- [PROBLEMS TO WORK ON]:
**A.** Transcribe the tennis article from "Tennis is a" up to and including "a competitive basis.".
**B.** According to the tennis article, how many competitors took part in the first Wimbledon Championships?

- [DOCUMENT EXTRACT]:
Tennis is a sport that is enjoyed by millions of people around the world, with interest being particularly high during the annual Wimbledon Championships. Watching the popular broadcast may well have an impact on people's interest in tennis and increase their participation, whether it be for leisure or on a competitive basis.

In addition to the popularity of competitions such as Wimbledon, the antics and personalities of high-profile tennis players may also encourage people to develop an interest in this sport as players and as spectators. We should also not forget the vast number of people behind the scenes who help bring a tennis match alive, such as coaches, umpires and administrators, just to name a few.

The Australian Bureau of Statistics (ABS) conducts a variety of surveys related to sport and physical recreation. Using data from a range of ABS sources, this article will explore various aspects of tennis, such as participation, attendance, and also involvement in playing and non-playing roles. Furthermore, it will relate these findings to Wimbledon which may be of interest to sporting associations/committees, and the wider community.


PARTICIPATION IN TENNIS

The first ever Wimbledon Championships were held in 1877 with only twenty-two competitors as it was initially viewed as an amateur competition (Endnote 1). Today, tennis is considered to be a professional occupation with Wimbledon being one of the world's leading tennis tournaments (Endnote 2) with over $23 million worth of prize money at stake (Endnote 3).

The ABS survey of Participation in Sport and Physical Recreation (cat. no. 4177.0) collects information about the characteristics of people aged 15 years and over who participate in sport and physical recreation activities as players, competitors or persons who physically took part in the activity. The most recent survey conducted in 2009-10 found that tennis was among the top ten most popular sports.

When comparing the Participation in Sport and Physical Recreation surveys from 2005-06 and 2009-10, the results show that there has been a slight decrease in tennis participation rates from 5% in 2005-06 to 4% of people in 2009-10. There was also a decrease in participation by women who participated in tennis in 2005-06 (5%) compared with 2009-10 (4%).

- [Object location annotation records]:
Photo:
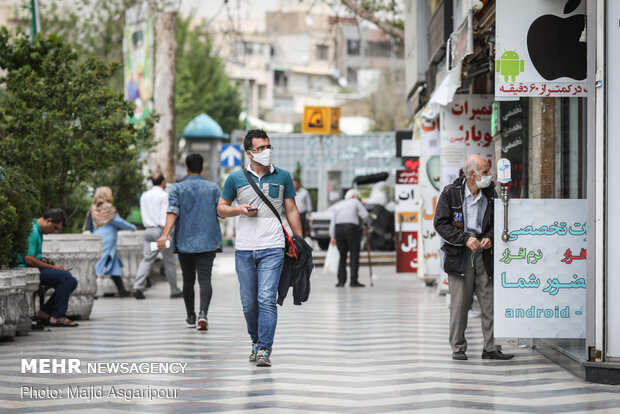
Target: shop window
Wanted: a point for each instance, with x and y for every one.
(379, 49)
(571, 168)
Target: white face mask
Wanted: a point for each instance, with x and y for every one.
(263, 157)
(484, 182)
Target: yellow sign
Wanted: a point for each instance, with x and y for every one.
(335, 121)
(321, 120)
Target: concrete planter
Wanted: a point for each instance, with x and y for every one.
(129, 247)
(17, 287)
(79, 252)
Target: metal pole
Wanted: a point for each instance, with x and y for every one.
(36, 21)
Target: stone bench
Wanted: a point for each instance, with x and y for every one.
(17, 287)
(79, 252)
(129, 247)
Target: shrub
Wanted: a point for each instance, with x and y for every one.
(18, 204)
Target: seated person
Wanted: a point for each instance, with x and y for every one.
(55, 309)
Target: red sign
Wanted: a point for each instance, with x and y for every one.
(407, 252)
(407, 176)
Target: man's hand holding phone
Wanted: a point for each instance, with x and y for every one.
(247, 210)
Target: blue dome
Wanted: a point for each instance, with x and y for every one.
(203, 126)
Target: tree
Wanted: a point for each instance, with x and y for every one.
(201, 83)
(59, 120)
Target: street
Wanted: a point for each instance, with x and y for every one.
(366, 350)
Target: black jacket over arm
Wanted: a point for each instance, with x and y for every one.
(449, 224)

- [TASK SOLUTIONS]:
**A.**
Tennis is a sport that is enjoyed by millions of people around the world, with interest being particularly high during the annual Wimbledon Championships. Watching the popular broadcast may well have an impact on people's interest in tennis and increase their participation, whether it be for leisure or on a competitive basis.

**B.** Twenty-two competitors.